**STATED EXERCISE**
Quote all entries in full, exactly.

[Source records]
┌──
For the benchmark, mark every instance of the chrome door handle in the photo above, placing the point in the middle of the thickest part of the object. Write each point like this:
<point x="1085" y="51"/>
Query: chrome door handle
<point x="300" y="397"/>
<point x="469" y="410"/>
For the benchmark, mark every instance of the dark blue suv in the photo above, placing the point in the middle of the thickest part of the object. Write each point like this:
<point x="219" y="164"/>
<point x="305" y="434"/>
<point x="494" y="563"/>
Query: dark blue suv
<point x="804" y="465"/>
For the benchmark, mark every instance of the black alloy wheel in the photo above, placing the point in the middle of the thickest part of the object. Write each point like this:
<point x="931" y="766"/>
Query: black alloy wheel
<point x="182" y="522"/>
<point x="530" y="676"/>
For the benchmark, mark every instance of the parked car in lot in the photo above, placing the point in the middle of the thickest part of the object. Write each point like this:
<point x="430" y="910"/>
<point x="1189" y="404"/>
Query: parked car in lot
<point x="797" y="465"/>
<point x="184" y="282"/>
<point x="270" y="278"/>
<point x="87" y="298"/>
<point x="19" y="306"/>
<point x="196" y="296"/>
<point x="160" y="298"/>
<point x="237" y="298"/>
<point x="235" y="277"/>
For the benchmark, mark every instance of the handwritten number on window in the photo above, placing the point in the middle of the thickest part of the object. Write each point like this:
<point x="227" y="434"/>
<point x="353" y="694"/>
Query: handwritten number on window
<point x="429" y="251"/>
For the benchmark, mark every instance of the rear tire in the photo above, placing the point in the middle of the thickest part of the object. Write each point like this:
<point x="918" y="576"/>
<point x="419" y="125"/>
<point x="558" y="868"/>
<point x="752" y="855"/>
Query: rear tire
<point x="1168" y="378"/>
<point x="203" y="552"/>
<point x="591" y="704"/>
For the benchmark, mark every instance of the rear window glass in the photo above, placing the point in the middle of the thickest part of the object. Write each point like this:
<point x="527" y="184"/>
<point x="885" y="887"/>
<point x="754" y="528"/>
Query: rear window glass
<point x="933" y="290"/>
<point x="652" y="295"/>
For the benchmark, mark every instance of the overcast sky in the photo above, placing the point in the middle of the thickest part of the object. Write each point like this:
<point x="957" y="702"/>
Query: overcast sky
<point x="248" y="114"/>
└──
**ANSWER IN FULL**
For the benchmark, mark every instance of the chrome door handle in the photo above, placing the point in the middle of the thickest part of the object. Write each point like this:
<point x="1085" y="51"/>
Query: chrome door handle
<point x="300" y="397"/>
<point x="469" y="410"/>
For the benchmark, mark every instance of the dark blue suv in the photo above, placing the point in the middle of the thickest part of the object. Write each point like this:
<point x="219" y="164"/>
<point x="305" y="434"/>
<point x="494" y="563"/>
Query: dark blue suv
<point x="804" y="465"/>
For the benchmark, mark every instance of the black alloy wheel in the photo above, placing the point in the middle of the thickest part of the object. Write each point like this:
<point x="931" y="766"/>
Query: black alloy wheel
<point x="182" y="522"/>
<point x="530" y="676"/>
For the benchmark, mark every instance of the parked car in lot in the photo above, placing the point in the middle of the thickest part of the object. Write each point like this:
<point x="430" y="910"/>
<point x="1189" y="404"/>
Query: parked car in lot
<point x="797" y="465"/>
<point x="184" y="282"/>
<point x="270" y="278"/>
<point x="87" y="298"/>
<point x="19" y="306"/>
<point x="196" y="296"/>
<point x="160" y="298"/>
<point x="237" y="298"/>
<point x="235" y="277"/>
For the benchmark, mark every instance of the handwritten number on window in the photo above, placing the point in the middle of the thickest part of the object. Write each point like this:
<point x="227" y="434"/>
<point x="353" y="694"/>
Query: handwritten number on window
<point x="429" y="251"/>
For the benchmark, mark every instance of the rear tire in the photo above, placing the point in the middle of the thickest part of the object. Write each point like this:
<point x="918" y="576"/>
<point x="419" y="125"/>
<point x="558" y="868"/>
<point x="752" y="855"/>
Query: rear tire
<point x="1168" y="378"/>
<point x="203" y="552"/>
<point x="591" y="704"/>
For the benchmark, mark every instance of the rear window glass in the photo above, placing the point in the middle of the thickest part of the object. Write each point like this:
<point x="527" y="184"/>
<point x="885" y="887"/>
<point x="754" y="528"/>
Query: rear window glass
<point x="933" y="290"/>
<point x="652" y="295"/>
For the benchmark, mark every instance of the overcast sky in the photo above, placing the point in the middle of the thickest part of the object. Write each point like this:
<point x="957" y="702"/>
Query: overcast sky
<point x="248" y="114"/>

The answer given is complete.